--- BEGIN SELECTED TEXT ---
Actually it's kind of scary being close at this point in the year....


----------



## Toronto.gal (Jan 8, 2010)

RBull said:


> I'm going to chase you down.......


So will NorthKC right above you. 

At least the rest of us have a full 10 months to recover.


----------



## RBull (Jan 20, 2013)

Toronto.gal said:


> So will NorthKC right above you.
> 
> *At least the rest of us have a full 10 months to recover.*


That is probably a good position to be in.


----------



## Beaver101 (Nov 14, 2011)

mrPPincer said:


> Woot!! (too early, but I'll take it)


 ... nice going mrPPincer! again. :star:

Hey, I'm pretty good at *predicting* (actually wanted to) being last (or close to) on this list. (But LBCfan beat me to it, drats!) :biggrin:


----------



## cornwall (Mar 10, 2015)

*what about natural gas?*



nobleea said:


> i guess everyone is waiting until jan 12 to see what happens with all this volatility?
> 
> I suppose i will submit the first guess then:
> 
> ...


ng: 4:biggrin:


----------



## cornwall (Mar 10, 2015)




----------



## kcowan (Jul 1, 2010)

Boring!


----------



## mrPPincer (Nov 21, 2011)

:smile-new:


----------



## Beaver101 (Nov 14, 2011)

kcowan said:


> Boring!


 ... LOL! Boring as Buffett ... I don't think mrPPincer minds at all, again a winner! :biggrin:


----------



## kcowan (Jul 1, 2010)

mrPPincer is the leader.


----------



## mrPPincer (Nov 21, 2011)

Still! sorry folks, there's always next month


----------



## RBull (Jan 20, 2013)

Yes there is!


----------



## Beaver101 (Nov 14, 2011)
--- END SELECTED TEXT ---
--- BEGIN DATA ---
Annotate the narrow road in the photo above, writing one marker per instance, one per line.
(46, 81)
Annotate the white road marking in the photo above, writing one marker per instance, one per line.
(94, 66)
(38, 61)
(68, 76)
--- END DATA ---
PARTS OF THE EXERCISE -
1: Retype everything in the forum thread from "Actually it's kind" down to "chase you down.......".
2: Answer these questions about the forum thread:
(a) Besides RBull, who does Toronto.gal say will chase the poster down?
(b) According to Beaver101, who beat them to being last on the list?
(c) Who does kcowan name as the leader?

THE RESULTS -
1:
Actually it's kind of scary being close at this point in the year....


----------



## Toronto.gal (Jan 8, 2010)

RBull said:


> I'm going to chase you down.......

2:
(a) NorthKC
(b) LBCfan
(c) mrPPincer